• **Set problem A**
In the piece about David Crosby, rewrite the passage from "In spite of" up to and including "me, stood out.", substituting "liner notes" for "credits".

• **Excerpt to read**
“David Crosby has no hits,” I explained to a woman on the subway last January, after seeing him and his band at the City Winery in NYC. She thought the show was good, but lamented that he didn’t do “the hits.” For me, that’s the beauty of David Crosby. Oh sure, he’s scored a few FM classics like Guinevere, and the title song from the CSNY album, Deja Vu, but no real AM radio play to speak of. Even his Phil Collins co-penned and produced comeback single, Hero, in 1993, failed to crack the Top 40, stalling at #44.
His compositions have always been too far outside of the mainstream to be hit singles. His style is esoteric, with alternate tunings, dense chords and unpredictable rhythms, not exactly the stuff of Top 40 radio. He has sung on his share of hits, soaring above Roger McGuinn on Mr. Tambourine and numerous other Byrds’ songs, and again on the gold records he created with Stephen Stills, Graham Nash and Neil Young. But he didn’t write those songs.
In spite of that, or maybe because of that (some cynical friends might argue), I’ve always found Crosby’s songs to sit head and shoulders above those of his partners. Something in his musical voice speaks to me in a way that very few artists have. With each new CSN or Crosby/Nash album, I would immediately scan the credits to see how many David songs there were; not that I needed the credits to identify his always-unique compositions, his songs have always, for me, stood out.
For over forty years now, I’ve followed Crosby’s tumultuous career, filled with great music and successful world tours, then drug abuse, weight gain and his ultimate incarceration where he kicked his drug habit in a Texas lock-up. How the mighty had fallen. But like a Phoenix rising from the ashes, Crosby stayed clean, got a new liver, became a father again, and wrote, not one, but, two memoirs (Long Time Gone & Since Then), along with a book on musicians – like himself – who have tried to make a difference in the world through their music and their beliefs (Stand And Be Counted). He has also been more prolific than he has in decades contributing to new albums by CSN, CSNY & Crosby/Nash, along with several new solo releases, including his 2014 solo CD, Croz.

Excerpts from a pointing dataset
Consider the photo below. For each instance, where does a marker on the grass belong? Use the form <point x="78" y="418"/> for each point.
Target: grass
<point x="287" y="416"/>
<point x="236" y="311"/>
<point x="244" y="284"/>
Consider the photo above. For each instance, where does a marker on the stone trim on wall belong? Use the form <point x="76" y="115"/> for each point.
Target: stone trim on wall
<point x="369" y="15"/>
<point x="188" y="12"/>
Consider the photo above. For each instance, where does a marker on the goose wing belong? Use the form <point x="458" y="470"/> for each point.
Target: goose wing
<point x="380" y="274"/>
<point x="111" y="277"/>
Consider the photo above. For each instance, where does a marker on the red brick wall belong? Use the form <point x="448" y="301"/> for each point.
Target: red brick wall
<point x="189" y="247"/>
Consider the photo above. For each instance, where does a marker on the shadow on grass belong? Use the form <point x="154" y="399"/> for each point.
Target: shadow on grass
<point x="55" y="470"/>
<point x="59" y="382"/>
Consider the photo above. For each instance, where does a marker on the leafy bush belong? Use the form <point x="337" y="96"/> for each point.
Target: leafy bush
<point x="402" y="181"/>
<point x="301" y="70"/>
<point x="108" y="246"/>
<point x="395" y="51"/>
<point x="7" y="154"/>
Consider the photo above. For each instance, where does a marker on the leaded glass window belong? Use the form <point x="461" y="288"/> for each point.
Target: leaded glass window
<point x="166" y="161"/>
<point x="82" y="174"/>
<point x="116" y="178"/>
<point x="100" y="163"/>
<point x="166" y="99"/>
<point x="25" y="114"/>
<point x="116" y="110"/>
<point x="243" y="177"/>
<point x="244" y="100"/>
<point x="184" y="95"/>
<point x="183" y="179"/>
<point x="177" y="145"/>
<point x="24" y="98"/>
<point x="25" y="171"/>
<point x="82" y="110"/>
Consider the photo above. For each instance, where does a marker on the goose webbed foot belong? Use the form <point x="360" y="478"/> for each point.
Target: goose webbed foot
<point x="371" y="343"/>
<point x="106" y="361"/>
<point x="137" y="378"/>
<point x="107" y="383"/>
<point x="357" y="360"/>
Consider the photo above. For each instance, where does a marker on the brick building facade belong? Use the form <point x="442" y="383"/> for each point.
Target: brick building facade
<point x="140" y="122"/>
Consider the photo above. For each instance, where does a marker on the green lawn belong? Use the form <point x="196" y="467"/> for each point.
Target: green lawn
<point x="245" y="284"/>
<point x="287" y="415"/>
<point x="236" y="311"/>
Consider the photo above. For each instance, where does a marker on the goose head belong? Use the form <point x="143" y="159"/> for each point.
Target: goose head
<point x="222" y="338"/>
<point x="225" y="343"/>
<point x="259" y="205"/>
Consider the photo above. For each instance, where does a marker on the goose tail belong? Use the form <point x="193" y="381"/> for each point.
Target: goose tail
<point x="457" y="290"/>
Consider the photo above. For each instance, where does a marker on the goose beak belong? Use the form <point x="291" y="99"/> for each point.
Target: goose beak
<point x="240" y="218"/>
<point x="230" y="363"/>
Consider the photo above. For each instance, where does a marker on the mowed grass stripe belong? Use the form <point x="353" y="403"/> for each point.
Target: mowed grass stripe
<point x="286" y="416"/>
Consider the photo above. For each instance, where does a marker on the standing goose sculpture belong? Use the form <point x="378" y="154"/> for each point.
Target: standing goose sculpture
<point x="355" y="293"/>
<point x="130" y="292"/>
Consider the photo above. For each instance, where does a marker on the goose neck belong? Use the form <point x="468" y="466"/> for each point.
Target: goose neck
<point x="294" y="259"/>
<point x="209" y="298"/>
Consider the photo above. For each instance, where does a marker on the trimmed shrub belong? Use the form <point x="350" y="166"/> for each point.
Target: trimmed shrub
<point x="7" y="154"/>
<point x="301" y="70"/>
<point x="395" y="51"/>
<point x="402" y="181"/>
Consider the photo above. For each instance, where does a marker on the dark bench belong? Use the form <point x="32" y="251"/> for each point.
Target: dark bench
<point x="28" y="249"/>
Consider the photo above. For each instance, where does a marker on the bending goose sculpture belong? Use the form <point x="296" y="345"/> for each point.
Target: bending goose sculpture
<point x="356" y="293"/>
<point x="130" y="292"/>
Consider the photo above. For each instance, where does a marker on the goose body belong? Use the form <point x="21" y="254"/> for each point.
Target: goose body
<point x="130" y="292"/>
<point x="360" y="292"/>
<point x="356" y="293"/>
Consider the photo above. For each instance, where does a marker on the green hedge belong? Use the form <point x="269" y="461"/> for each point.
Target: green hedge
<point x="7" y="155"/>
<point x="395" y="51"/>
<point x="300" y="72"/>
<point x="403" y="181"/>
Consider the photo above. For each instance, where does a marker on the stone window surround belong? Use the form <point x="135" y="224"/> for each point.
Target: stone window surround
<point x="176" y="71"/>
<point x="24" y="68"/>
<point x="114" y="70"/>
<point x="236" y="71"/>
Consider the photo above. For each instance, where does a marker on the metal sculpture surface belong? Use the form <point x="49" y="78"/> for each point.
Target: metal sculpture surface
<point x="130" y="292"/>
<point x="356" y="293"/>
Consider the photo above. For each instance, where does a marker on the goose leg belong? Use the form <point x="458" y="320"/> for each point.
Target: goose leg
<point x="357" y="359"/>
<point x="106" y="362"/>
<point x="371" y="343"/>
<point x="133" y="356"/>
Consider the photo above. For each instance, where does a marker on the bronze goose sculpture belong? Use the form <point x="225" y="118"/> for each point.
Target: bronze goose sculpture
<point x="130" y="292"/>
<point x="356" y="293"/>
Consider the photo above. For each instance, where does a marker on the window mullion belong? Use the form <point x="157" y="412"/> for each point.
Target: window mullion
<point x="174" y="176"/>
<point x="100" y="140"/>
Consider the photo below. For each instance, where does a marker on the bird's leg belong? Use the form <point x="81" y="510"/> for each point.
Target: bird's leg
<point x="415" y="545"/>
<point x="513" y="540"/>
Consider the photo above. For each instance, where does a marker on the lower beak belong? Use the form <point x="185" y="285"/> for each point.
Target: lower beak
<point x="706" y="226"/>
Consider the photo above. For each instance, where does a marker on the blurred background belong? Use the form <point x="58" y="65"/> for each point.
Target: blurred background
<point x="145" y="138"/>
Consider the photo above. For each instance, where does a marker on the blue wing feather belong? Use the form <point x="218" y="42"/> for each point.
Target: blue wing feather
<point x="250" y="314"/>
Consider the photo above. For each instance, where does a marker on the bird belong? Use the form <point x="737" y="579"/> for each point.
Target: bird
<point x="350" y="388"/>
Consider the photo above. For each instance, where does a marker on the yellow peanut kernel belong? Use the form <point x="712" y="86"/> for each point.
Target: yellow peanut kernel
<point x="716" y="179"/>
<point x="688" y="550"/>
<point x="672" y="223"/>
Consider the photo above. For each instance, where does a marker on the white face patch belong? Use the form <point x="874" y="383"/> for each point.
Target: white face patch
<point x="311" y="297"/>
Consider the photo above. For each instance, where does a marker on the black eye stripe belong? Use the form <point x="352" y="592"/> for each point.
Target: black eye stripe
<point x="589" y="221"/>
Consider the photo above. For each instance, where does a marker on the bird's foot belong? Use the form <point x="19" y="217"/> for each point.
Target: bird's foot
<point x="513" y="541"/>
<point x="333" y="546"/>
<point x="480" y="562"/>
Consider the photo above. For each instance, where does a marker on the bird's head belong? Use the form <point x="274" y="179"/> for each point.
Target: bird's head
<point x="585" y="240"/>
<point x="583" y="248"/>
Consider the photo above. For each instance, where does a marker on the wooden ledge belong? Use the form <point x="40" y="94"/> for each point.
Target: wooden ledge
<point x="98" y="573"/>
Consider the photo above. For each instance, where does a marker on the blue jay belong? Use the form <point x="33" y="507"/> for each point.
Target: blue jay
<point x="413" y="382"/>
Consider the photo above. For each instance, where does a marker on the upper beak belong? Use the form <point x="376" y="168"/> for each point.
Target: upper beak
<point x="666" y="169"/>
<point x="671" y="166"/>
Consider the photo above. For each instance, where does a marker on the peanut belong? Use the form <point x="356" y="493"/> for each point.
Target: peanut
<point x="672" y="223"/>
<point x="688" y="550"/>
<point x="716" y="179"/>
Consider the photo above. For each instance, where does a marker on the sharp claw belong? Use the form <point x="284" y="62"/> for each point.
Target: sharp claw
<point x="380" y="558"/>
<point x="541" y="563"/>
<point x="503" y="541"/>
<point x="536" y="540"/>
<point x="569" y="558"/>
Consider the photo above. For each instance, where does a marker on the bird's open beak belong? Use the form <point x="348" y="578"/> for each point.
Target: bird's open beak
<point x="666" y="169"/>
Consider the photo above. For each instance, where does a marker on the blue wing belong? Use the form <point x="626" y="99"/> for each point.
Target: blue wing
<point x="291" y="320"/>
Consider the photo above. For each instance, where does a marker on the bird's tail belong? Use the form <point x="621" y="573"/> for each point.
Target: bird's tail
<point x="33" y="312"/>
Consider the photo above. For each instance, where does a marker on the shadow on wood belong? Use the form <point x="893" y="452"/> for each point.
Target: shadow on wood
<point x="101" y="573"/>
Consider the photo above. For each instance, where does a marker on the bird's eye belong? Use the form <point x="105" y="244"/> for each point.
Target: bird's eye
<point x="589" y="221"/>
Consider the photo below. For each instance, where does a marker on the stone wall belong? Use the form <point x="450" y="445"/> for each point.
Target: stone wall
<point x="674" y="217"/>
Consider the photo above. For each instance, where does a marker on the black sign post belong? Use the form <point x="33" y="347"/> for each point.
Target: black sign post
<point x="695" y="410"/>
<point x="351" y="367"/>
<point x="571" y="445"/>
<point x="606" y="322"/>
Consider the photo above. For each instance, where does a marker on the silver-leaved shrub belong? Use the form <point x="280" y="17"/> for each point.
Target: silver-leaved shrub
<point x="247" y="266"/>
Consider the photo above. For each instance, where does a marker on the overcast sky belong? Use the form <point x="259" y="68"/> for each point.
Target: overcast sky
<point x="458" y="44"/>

• **Set problem B**
Gather every line of the listing that contains the word "mowed".

• **Task solution A**
In spite of that, or maybe because of that (some cynical friends might argue), I’ve always found Crosby’s songs to sit head and shoulders above those of his partners. Something in his musical voice speaks to me in a way that very few artists have. With each new CSN or Crosby/Nash album, I would immediately scan the liner notes to see how many David songs there were; not that I needed the liner notes to identify his always-unique compositions, his songs have always, for me, stood out.

• **Task solution B**
Consider the photo above. For each instance, where does a marker on the mowed grass stripe belong? Use the form <point x="353" y="403"/> for each point.
Target: mowed grass stripe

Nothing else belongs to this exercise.